Recorded data -
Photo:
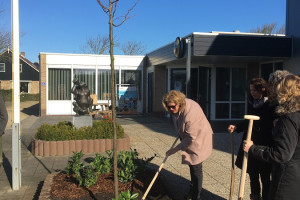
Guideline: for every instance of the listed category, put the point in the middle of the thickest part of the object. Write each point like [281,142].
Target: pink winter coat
[195,133]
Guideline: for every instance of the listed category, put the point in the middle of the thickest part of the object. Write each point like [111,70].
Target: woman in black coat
[259,105]
[284,154]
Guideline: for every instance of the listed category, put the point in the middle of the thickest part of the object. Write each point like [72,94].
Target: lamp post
[16,139]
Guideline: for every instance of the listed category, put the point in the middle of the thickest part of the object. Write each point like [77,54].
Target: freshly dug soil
[66,187]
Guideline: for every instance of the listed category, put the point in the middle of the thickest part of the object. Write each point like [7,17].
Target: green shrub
[66,131]
[127,196]
[7,95]
[129,165]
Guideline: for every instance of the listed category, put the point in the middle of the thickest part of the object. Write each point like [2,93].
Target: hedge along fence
[64,139]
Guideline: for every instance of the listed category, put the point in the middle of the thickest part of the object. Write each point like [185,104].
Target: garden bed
[67,147]
[59,186]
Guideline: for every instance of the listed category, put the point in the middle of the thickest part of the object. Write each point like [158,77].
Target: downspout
[188,67]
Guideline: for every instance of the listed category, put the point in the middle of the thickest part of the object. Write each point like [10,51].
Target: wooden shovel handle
[232,167]
[245,159]
[156,174]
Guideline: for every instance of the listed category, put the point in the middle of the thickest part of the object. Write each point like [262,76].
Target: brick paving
[148,134]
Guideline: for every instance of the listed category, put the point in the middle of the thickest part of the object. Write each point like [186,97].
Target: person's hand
[170,151]
[247,145]
[231,128]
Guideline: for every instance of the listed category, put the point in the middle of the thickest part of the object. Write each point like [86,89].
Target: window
[104,83]
[2,67]
[87,76]
[267,68]
[24,87]
[230,93]
[178,77]
[132,78]
[59,84]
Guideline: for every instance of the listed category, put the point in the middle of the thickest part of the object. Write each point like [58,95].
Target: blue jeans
[196,180]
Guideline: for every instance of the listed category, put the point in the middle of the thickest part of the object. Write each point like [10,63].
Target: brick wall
[34,87]
[5,85]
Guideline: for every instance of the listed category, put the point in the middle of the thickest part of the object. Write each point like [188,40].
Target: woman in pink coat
[195,134]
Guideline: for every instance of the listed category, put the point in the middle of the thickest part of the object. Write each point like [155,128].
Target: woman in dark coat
[259,105]
[284,154]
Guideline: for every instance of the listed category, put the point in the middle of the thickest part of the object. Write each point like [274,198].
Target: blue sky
[63,26]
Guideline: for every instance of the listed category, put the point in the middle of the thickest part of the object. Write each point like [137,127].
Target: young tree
[96,45]
[133,48]
[110,9]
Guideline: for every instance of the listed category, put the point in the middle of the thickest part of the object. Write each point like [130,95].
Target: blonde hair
[288,88]
[174,96]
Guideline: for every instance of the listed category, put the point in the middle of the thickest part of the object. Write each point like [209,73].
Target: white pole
[16,143]
[188,68]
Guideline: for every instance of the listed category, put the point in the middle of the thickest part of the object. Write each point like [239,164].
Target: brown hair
[260,85]
[288,88]
[174,96]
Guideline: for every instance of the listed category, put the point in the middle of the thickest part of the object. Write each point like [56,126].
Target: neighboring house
[29,73]
[58,70]
[214,69]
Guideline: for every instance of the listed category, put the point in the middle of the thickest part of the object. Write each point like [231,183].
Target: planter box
[57,148]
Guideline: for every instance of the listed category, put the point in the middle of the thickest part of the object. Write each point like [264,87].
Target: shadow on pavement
[8,169]
[32,110]
[38,191]
[177,186]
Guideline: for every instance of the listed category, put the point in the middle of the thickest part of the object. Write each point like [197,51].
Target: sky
[63,26]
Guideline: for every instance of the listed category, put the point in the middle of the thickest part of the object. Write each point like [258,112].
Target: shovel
[245,160]
[155,176]
[232,167]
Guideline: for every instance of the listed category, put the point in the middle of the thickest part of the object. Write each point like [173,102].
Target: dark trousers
[196,180]
[264,175]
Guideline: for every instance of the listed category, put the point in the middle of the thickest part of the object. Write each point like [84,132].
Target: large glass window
[87,76]
[59,84]
[104,83]
[223,84]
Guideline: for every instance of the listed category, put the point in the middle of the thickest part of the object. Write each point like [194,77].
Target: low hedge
[67,131]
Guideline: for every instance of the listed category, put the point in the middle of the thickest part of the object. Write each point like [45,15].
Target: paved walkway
[149,135]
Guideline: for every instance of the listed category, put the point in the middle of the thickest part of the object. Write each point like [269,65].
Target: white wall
[293,30]
[83,61]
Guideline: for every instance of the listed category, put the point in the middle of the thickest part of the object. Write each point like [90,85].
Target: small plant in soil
[95,179]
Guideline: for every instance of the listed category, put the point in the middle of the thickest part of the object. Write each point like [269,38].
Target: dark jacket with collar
[261,134]
[3,116]
[284,155]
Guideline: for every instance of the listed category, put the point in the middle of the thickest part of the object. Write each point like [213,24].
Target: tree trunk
[113,98]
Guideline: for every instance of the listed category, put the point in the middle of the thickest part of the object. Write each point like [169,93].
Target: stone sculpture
[82,98]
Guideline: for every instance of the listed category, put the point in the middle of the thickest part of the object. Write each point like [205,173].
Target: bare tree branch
[126,16]
[281,30]
[133,48]
[269,29]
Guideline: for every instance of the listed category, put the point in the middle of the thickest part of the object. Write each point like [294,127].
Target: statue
[82,98]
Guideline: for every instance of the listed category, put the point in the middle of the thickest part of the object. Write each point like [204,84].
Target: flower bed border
[58,148]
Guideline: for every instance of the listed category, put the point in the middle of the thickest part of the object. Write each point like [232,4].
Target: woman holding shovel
[284,155]
[195,134]
[261,134]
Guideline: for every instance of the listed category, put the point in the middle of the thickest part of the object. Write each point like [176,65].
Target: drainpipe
[188,68]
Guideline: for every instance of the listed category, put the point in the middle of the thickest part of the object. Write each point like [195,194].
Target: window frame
[3,67]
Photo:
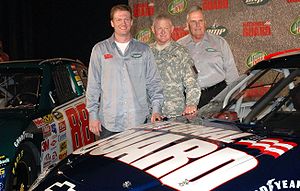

Work item -
Set the entire listing down again, exact in every line, without any pictures.

Response -
Photo:
Guideline: for every instance of the listed category, put the point in the middle of the thickest part of the object. Write each point like [281,142].
Target: pink winter coat
[195,133]
Guideline: for every instance of the listed category, put the point in the middle of the thickest part of the object. Write each point like [111,70].
Target: woman in black coat
[259,105]
[284,154]
Guideline: for every instance of the listed category, put the point in the middle of the thickest part of the object. Write each point like [72,94].
Target: lamp post
[16,139]
Guideline: for every instance of the listed category, put the point in the middle of the thickest part of the object. Write each point like [77,54].
Target: freshly dug soil
[66,187]
Guideline: for every instance of the listed category, put the point in the middle of the thickest part of the object. Write each point like [7,17].
Target: green shrub
[66,131]
[127,196]
[7,95]
[129,165]
Guideline: for every instance of the listed category, put the point in the middle of the thickest part of the object. Write each point like [2,93].
Target: hedge along fence
[64,139]
Guideline: for every instance of the listed category, put the point in the middle of the thickest part of the object. Write each point like [185,104].
Target: garden bed
[67,147]
[59,186]
Guideline: for every instance of the listed category, put the point in the middle of the thickest part of the object. Write each point like [158,77].
Target: downspout
[188,67]
Guideline: for every instance of the listed category, put the point in the middle of the thickest part of the object. Write each point like [10,51].
Target: wooden shovel handle
[232,167]
[245,159]
[156,174]
Guideline: for every instance of the listed category, put the point in the middle of the thickest part of the object. Write each point like [262,76].
Target: brick paving
[148,134]
Guideline: for every instance of the listed category, put the point in the middle of the thickest part of the object. Write each point like [186,97].
Target: person's hand
[170,151]
[247,145]
[231,128]
Guideline: for every instance of the listed category, put the point in the middle of the thickest part of the object. Write each point like [86,89].
Target: window
[104,83]
[2,67]
[87,76]
[267,68]
[24,87]
[230,93]
[178,77]
[132,78]
[59,84]
Guideline: for every instance of the listed category, put the point in the middle of the thickest part of the object. Write each point like [58,95].
Target: blue jeans
[196,180]
Guideline: for every instance of the listed category, put the point in the middle of the thickest part of the object. Write each point like [10,63].
Target: brick wall
[34,87]
[5,85]
Guideline: for every instance of the listed category, put the point in the middle of the thickest part of the object. Write each point like [188,40].
Target: woman in pink coat
[195,134]
Guideline: for every instance of the listed category, put the point in the middle of the thickest part of the object. Write each point like [155,128].
Target: woman in dark coat
[259,105]
[284,154]
Guideline: for every instance of the listed category, put the point in the middle of the thickest part of the object. Write each point like [274,198].
Target: blue sky
[63,26]
Guideline: for every instance of the listed category, put the point in the middle of the thickest part of the object. Write each point like [137,127].
Target: young tree
[96,45]
[133,48]
[110,9]
Guideline: for every instance of the listed category, put the point in the middle of the thickest part of the object. Write each point like [130,95].
Target: blonde hair
[288,88]
[174,96]
Guideline: for every instance of the listed category, put the point in the middle of the thickest part of the object. Write each point like [209,73].
Target: white pole
[16,143]
[188,68]
Guideline: for every instance of the listed category, put the point in the middle of the thickest part of the object. Write each point like [239,164].
Target: brown hair
[260,85]
[288,88]
[174,96]
Guideline: for every instance of the listed category, put the point in the middle of the thickest part of the object. Write each point like [56,126].
Target: neighboring house
[29,73]
[58,70]
[214,69]
Guideline: for every instance of the listed category, put the point in the middle of the thickest part of the object. Write each point like [231,183].
Target: planter box
[57,148]
Guideline: for every instance of the listed category, put the point in the middle of the thickest part of the object. Write each point like [264,87].
Target: shadow on pavement
[8,169]
[32,110]
[38,191]
[177,186]
Guideline: for every instance of the listed category, put the point in the middle of the thickest part of the object. Write each point like [197,51].
Target: sky
[63,26]
Guideline: for every instance of the listed category, put the point in the middle of the thickest part of the object. Write each point like [258,112].
Target: shovel
[245,160]
[155,176]
[232,167]
Guideline: for every instance of the listed category, put the point in the middle of the thickest part of the object. Write each point like [173,102].
Target: dark trousers
[196,180]
[264,175]
Guideline: for every instance of the listed category, put the point in the middle of the thickest part of the object. Write each point like [84,132].
Target: large glass window
[87,76]
[59,84]
[104,83]
[223,84]
Guideline: for every instance of the listed category, put the point in the middle of the thickest part of the object. Write each point like [194,77].
Target: low hedge
[67,131]
Guideline: for every instance of the listed category, put the point in the middle of the thickest part of the object. Write each point like [45,15].
Target: paved walkway
[149,135]
Guideline: for every instance of the listed category, put the point in the middle of the thickest part of the object. Write each point like [269,65].
Target: white wall
[293,30]
[83,61]
Guideline: for every instance of the listed category, put the point in the middle of the thickest part of the object. Write each point like [90,85].
Target: small plant in soil
[95,179]
Guideline: for every instance of the listed category, put the point in the middle of the thickest part of the object. Write each point like [269,38].
Target: dark jacket with collar
[261,134]
[3,116]
[284,155]
Guideline: for every instance of the listed category, put the point in the middle of the thickest part of the object. Write each point like [213,24].
Target: tree trunk
[113,98]
Guideline: for every instance of the listed category, put the point in the middle of the thickest part of the object. Write each point like [169,93].
Target: stone sculpture
[82,98]
Guideline: for every instance of the listed category, put the point in the middle of the thickest part of the object. Write each point like [205,173].
Target: bare tree branch
[126,16]
[281,30]
[133,48]
[269,29]
Guideline: for every instance of the listed category, put the point in the middle of the thickest part of the object. Write each point like [294,127].
Target: statue
[82,98]
Guideline: for every instance of the listed category, put the point in the middle of the thickest part of the object. Write each point like [204,84].
Target: flower bed border
[58,148]
Guideline: for every instance of the listed category, put the point in the middle of the thickest part of the object. Write each point like [232,4].
Target: woman holding shovel
[284,155]
[195,134]
[261,134]
Guideline: for every instance of the listed category, put the point in the middle of the thickest part of the object. Write each point like [176,65].
Target: drainpipe
[188,68]
Guideline: for every instance of the listed category, put the point in the middle of the thickest part of the object. Write each point like [195,194].
Target: window frame
[3,67]
Photo:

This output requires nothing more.